> [Task list]:
• 1. In the post on photo editors, which news organization does the writer name?
• 2. From the post on photo editors, reproduce the passage between "I get that this" and "of malice here.", inclusive.
• 3. Please condense the paragraph of the post on photo editors that begins "It seems that I am on a multi-year rant" into a shorter version that keeps its main facts.

··· Excerpted text

Category Journalism

Photo Editors Please, or At Least Visual Awareness (Updated)

It seems that I am on a multi-year rant about my local news organization. I pay my subscription, I read it every day online, spend time with the delivered Sunday edition and I truly appreciate that they are severely understaffed. That the depth of their coverage has suffered is sad and I do not find fault with the individual journalists – photojournalists, reporters and editors – for the stories they miss. That’s economics, that’s the result of poor judgement on the part of past managers.

What I do take issue with is the sloppiness of the editing, the lack of awareness of what they have published and their seeming inability to improve what they have through simple adjustments.

Like, perhaps, looking at the front page and seeing that an obituary story, that has now been on the front of their web site for more than a day, features a teaser photo of the woman’s chest. Not her face, as in the adjacent stories of men, but of her cleavage.

(And, for those who know me, yeah, it’s come to me talking about cleavage on this site. That’s how frustrating this is.)

I get that this is a wire service feed, that it is automated at some level. And, as with most other issues I have with the Athens Banner-Herald, I do not suspect any level of malice here.

In my classes, we talk about ethical transgressions of commission and omission. The former is an active attempt to deceive, think Jason Blair or Allan Dietrich. For whatever reason, they made a choice to lie because they did not care about their audience.

······
··· Supplied material

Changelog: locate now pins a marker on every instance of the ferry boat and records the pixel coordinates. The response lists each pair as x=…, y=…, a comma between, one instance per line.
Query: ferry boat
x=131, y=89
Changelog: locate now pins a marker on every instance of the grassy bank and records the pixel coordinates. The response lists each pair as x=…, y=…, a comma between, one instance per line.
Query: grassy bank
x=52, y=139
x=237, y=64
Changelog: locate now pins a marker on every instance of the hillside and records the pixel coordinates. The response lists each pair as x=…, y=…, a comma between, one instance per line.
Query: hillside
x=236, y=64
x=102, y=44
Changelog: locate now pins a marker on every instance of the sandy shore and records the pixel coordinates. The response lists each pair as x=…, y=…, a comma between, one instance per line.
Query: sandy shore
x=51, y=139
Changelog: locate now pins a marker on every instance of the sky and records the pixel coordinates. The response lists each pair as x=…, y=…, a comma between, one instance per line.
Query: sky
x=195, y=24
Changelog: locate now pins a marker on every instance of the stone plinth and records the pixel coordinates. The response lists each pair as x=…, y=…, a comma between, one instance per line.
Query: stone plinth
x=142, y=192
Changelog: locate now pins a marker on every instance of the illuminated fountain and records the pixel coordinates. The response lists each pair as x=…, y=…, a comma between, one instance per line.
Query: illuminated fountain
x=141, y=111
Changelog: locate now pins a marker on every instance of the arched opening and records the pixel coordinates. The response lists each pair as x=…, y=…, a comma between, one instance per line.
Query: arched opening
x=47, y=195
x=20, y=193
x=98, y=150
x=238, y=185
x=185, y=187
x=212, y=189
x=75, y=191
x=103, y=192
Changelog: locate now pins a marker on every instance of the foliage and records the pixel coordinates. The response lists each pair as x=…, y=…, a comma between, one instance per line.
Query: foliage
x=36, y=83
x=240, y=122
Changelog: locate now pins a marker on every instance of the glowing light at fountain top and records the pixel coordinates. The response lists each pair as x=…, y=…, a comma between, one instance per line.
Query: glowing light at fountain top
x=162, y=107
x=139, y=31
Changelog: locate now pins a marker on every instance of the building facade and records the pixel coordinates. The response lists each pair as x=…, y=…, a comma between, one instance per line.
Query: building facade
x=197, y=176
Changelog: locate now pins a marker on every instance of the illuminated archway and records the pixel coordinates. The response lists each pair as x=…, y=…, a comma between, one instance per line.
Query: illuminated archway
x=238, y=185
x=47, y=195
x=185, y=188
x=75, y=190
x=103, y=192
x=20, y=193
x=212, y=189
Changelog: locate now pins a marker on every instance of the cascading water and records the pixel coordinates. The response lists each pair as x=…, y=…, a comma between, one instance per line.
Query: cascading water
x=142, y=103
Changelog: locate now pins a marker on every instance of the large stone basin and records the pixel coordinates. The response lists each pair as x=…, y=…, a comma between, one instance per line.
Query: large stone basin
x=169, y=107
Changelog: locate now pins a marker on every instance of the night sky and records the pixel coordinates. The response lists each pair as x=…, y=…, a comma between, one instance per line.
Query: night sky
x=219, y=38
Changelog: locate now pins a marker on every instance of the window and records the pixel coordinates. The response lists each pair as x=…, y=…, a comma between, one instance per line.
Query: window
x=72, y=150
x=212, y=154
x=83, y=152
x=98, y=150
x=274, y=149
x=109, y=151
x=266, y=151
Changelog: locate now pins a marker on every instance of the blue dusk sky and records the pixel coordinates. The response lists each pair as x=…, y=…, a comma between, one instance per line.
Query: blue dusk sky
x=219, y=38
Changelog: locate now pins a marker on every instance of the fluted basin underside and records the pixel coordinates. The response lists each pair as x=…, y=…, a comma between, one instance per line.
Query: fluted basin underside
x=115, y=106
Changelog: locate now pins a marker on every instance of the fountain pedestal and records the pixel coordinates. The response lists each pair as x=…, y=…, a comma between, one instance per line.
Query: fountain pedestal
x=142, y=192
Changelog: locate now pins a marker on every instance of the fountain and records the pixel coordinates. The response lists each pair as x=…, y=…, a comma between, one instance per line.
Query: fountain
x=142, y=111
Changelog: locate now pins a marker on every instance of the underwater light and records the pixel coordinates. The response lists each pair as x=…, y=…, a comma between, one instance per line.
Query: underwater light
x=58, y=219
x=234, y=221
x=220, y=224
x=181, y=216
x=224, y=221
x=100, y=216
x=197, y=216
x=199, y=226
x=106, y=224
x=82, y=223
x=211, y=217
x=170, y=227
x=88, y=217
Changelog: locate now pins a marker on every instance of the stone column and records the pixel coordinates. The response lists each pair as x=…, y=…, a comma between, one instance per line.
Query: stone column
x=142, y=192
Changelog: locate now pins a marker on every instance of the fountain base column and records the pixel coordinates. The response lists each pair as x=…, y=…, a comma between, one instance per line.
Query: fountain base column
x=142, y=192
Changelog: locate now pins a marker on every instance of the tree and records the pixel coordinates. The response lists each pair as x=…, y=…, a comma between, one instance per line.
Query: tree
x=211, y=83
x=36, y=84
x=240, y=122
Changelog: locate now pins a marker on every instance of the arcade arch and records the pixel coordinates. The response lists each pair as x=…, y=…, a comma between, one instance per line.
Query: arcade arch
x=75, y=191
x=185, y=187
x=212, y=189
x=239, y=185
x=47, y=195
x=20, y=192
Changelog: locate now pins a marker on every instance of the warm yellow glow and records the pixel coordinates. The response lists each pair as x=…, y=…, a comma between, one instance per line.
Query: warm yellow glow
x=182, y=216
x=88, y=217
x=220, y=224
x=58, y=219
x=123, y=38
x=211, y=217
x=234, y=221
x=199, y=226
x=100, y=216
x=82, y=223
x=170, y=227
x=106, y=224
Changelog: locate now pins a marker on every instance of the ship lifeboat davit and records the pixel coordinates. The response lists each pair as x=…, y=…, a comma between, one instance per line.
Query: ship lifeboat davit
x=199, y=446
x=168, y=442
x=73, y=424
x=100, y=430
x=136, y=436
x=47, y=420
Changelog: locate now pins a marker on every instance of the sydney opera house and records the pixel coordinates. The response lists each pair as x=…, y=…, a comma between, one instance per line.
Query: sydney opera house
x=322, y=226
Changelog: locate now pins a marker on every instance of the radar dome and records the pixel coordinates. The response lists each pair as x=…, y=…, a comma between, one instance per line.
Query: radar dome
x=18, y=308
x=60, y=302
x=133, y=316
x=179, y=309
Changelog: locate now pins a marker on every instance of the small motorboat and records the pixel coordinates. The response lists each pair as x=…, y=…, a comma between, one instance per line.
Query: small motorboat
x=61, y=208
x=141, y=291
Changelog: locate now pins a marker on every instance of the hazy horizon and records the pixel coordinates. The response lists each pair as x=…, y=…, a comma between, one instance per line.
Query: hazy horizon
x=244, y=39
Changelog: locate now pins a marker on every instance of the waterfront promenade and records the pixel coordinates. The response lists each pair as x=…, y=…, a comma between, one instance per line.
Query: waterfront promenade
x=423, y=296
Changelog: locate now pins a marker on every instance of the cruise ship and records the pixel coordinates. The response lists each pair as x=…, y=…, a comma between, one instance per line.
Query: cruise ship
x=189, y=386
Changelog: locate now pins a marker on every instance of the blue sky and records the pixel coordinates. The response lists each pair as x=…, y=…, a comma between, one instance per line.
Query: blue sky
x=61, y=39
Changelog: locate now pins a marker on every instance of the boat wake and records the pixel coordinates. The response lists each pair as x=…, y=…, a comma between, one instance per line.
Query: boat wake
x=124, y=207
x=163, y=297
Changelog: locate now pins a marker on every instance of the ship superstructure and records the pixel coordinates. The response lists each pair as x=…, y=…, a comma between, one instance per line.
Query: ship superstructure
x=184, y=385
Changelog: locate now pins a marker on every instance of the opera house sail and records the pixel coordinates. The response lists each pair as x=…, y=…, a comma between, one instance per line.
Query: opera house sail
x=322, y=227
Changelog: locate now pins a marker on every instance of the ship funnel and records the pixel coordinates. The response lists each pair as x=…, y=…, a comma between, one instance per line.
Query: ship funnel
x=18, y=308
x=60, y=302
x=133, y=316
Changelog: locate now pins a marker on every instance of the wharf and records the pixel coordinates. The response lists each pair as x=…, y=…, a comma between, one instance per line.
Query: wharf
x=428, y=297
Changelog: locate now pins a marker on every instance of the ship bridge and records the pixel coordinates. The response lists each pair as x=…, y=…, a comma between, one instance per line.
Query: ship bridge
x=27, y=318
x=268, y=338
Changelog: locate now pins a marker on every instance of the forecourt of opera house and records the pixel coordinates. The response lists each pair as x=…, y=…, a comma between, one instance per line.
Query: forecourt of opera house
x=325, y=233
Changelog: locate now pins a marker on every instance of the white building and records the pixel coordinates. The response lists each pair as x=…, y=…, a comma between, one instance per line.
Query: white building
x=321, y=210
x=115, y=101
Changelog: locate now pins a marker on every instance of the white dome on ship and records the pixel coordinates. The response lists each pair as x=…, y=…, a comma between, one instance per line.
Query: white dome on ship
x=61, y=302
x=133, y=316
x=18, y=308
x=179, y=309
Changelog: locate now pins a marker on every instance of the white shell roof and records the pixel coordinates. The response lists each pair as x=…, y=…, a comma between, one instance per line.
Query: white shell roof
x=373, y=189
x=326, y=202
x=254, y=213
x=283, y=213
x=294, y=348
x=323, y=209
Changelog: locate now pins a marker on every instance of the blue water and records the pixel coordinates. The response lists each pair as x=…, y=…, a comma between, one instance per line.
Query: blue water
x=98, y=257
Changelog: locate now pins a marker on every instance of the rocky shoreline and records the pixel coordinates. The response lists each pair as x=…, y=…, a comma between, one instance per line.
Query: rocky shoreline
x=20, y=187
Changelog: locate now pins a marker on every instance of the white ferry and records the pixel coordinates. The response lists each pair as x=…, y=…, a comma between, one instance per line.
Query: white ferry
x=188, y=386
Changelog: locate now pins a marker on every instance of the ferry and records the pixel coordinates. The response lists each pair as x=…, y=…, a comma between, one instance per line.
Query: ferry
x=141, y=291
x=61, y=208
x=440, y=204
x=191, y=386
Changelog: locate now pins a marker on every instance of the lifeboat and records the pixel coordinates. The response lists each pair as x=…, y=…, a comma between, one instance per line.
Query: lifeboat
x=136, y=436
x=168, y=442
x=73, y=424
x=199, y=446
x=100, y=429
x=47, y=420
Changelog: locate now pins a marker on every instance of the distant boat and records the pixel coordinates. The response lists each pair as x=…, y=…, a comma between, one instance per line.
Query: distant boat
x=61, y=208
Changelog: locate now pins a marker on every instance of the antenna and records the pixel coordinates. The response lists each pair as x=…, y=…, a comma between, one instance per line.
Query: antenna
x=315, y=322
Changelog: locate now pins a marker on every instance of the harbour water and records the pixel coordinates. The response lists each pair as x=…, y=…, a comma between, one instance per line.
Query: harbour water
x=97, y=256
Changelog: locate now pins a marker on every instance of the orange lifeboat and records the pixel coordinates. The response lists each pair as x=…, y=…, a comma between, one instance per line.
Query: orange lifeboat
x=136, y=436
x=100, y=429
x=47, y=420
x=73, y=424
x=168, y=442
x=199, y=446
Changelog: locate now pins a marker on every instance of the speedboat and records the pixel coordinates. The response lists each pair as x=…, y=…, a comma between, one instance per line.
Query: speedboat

······

> [Answers to the exercise]:
• 1. The Athens Banner-Herald.

• 2.
I get that this is a wire service feed, that it is automated at some level. And, as with most other issues I have with the Athens Banner-Herald, I do not suspect any level of malice here.

• 3. The writer has complained about the local news organization for years but still pays for a subscription, reads it online every day, spends time with the delivered Sunday edition, and recognizes that it is severely understaffed. The thinner coverage is sad, but the writer doesn't blame individual photojournalists, reporters or editors for missed stories. That comes from economics and from past managers' poor judgment.